::: DATA LINES :::

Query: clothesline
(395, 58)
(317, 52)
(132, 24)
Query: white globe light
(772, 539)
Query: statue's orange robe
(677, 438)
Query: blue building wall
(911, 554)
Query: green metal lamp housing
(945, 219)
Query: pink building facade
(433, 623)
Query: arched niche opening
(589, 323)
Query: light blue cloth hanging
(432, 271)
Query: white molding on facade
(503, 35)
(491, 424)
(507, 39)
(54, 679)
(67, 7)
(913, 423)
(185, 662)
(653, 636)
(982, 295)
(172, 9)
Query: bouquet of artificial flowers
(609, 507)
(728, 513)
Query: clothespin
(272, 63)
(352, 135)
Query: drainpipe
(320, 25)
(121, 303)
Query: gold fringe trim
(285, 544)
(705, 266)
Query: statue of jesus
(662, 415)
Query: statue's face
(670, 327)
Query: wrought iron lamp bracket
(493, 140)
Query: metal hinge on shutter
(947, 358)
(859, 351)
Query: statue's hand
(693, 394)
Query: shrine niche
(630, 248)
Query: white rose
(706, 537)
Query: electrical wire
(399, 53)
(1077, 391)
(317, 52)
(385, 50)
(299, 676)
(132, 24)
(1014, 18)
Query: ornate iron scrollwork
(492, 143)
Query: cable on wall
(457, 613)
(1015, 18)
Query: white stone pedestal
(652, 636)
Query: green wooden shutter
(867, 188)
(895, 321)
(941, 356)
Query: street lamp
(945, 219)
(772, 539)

:::

◆ DIRECTIONS:
Can you render all the lines above as a Markdown table with the columns "Row" and "Line," numbering each row and leaving out any blank lines?

◆ ANSWER TO THIS PROBLEM:
| Row | Line |
|---|---|
| 1 | Query: clothesline |
| 2 | (395, 58) |
| 3 | (317, 52) |
| 4 | (132, 24) |
| 5 | Query: white globe light |
| 6 | (772, 539) |
| 7 | Query: statue's orange robe |
| 8 | (677, 438) |
| 9 | Query: blue building wall |
| 10 | (911, 554) |
| 11 | Query: green metal lamp housing |
| 12 | (945, 219) |
| 13 | Query: pink building facade |
| 14 | (433, 623) |
| 15 | Query: arched niche opening |
| 16 | (589, 323) |
| 17 | Query: light blue cloth hanging |
| 18 | (432, 271) |
| 19 | Query: white molding on facade |
| 20 | (503, 35) |
| 21 | (491, 424) |
| 22 | (507, 39) |
| 23 | (54, 679) |
| 24 | (67, 7) |
| 25 | (913, 423) |
| 26 | (185, 662) |
| 27 | (653, 636) |
| 28 | (982, 295) |
| 29 | (172, 9) |
| 30 | Query: bouquet of artificial flowers |
| 31 | (609, 507) |
| 32 | (728, 513) |
| 33 | Query: clothespin |
| 34 | (272, 63) |
| 35 | (352, 135) |
| 36 | Query: drainpipe |
| 37 | (320, 25) |
| 38 | (121, 303) |
| 39 | Query: gold fringe trim |
| 40 | (285, 544) |
| 41 | (705, 266) |
| 42 | Query: statue of jesus |
| 43 | (662, 415) |
| 44 | Query: statue's face |
| 45 | (670, 327) |
| 46 | Query: wrought iron lamp bracket |
| 47 | (493, 140) |
| 48 | Query: metal hinge on shutter |
| 49 | (947, 358) |
| 50 | (859, 351) |
| 51 | Query: statue's hand |
| 52 | (693, 394) |
| 53 | Query: shrine niche |
| 54 | (630, 248) |
| 55 | Query: white rose |
| 56 | (706, 537) |
| 57 | Query: electrical wire |
| 58 | (399, 53) |
| 59 | (1077, 391) |
| 60 | (317, 52) |
| 61 | (385, 50) |
| 62 | (299, 676) |
| 63 | (132, 24) |
| 64 | (1014, 18) |
| 65 | Query: ornate iron scrollwork |
| 66 | (492, 143) |
| 67 | Query: cable on wall |
| 68 | (457, 613) |
| 69 | (1015, 18) |
| 70 | Query: white stone pedestal |
| 71 | (652, 636) |
| 72 | Query: green wooden shutter |
| 73 | (867, 188) |
| 74 | (895, 321) |
| 75 | (941, 356) |
| 76 | Query: street lamp |
| 77 | (945, 219) |
| 78 | (772, 539) |